_Exercise directions_
List every line in the items below that contains the word "positive".

[Stored items]
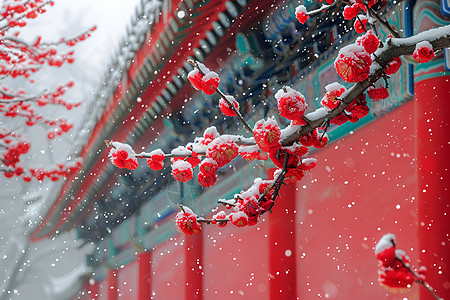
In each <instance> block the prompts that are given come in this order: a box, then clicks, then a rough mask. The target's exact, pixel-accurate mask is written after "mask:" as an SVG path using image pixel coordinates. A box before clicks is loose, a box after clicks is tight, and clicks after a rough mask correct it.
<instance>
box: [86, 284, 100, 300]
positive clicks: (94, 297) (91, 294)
mask: <svg viewBox="0 0 450 300" xmlns="http://www.w3.org/2000/svg"><path fill="white" fill-rule="evenodd" d="M86 286H87V290H88V292H89V299H91V300H97V299H98V298H99V295H98V292H99V286H98V282H93V283H92V284H91V282H90V280H86Z"/></svg>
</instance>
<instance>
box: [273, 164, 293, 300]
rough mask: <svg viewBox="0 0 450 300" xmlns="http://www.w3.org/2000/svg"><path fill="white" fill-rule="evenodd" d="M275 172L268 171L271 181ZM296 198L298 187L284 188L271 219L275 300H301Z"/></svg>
mask: <svg viewBox="0 0 450 300" xmlns="http://www.w3.org/2000/svg"><path fill="white" fill-rule="evenodd" d="M273 171H274V170H273V169H272V170H269V171H268V172H270V173H269V174H268V176H267V177H268V178H273V176H272V174H273ZM295 196H296V184H294V183H290V184H287V185H284V186H283V187H282V188H281V189H280V196H279V197H278V198H277V200H276V201H275V202H276V204H275V206H274V207H273V209H272V211H273V214H271V215H270V216H269V273H270V275H269V276H270V280H269V291H270V299H273V300H276V299H297V271H296V255H297V251H296V247H295V232H296V229H295V215H294V211H295Z"/></svg>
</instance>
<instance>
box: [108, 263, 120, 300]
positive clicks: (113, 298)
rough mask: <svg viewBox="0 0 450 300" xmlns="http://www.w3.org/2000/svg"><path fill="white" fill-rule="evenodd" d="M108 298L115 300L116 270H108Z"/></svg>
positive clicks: (116, 299) (111, 269) (115, 288)
mask: <svg viewBox="0 0 450 300" xmlns="http://www.w3.org/2000/svg"><path fill="white" fill-rule="evenodd" d="M107 280H108V298H107V299H108V300H117V298H118V297H117V270H116V269H110V270H109V271H108V279H107Z"/></svg>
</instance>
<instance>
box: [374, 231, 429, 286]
mask: <svg viewBox="0 0 450 300" xmlns="http://www.w3.org/2000/svg"><path fill="white" fill-rule="evenodd" d="M396 244H397V241H396V237H395V235H394V234H392V233H388V234H385V235H383V237H382V238H381V239H380V240H379V241H378V243H377V245H376V246H375V256H376V258H377V260H378V282H379V283H380V285H381V286H383V287H384V288H386V289H388V290H391V291H394V292H397V291H400V292H405V291H406V290H407V289H408V288H410V287H411V286H412V285H413V283H414V282H417V283H420V284H422V285H424V286H425V287H426V288H427V289H428V288H430V287H429V284H428V283H426V281H425V280H426V268H425V267H424V266H421V267H419V268H418V270H416V271H414V270H413V269H412V268H411V266H410V258H409V257H408V255H406V253H405V251H403V250H400V249H396Z"/></svg>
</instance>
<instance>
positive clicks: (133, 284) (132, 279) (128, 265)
mask: <svg viewBox="0 0 450 300" xmlns="http://www.w3.org/2000/svg"><path fill="white" fill-rule="evenodd" d="M137 274H138V262H137V260H135V261H133V262H132V263H129V264H127V265H125V266H124V267H123V268H121V269H118V270H117V292H118V294H119V298H120V299H123V300H132V299H136V296H137V294H138V281H137V280H136V277H137V276H136V275H137Z"/></svg>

_Response to this exercise_
positive clicks: (94, 297) (91, 294)
positive clicks: (113, 298)
positive clicks: (116, 299) (111, 269) (115, 288)
positive clicks: (133, 284) (132, 279) (128, 265)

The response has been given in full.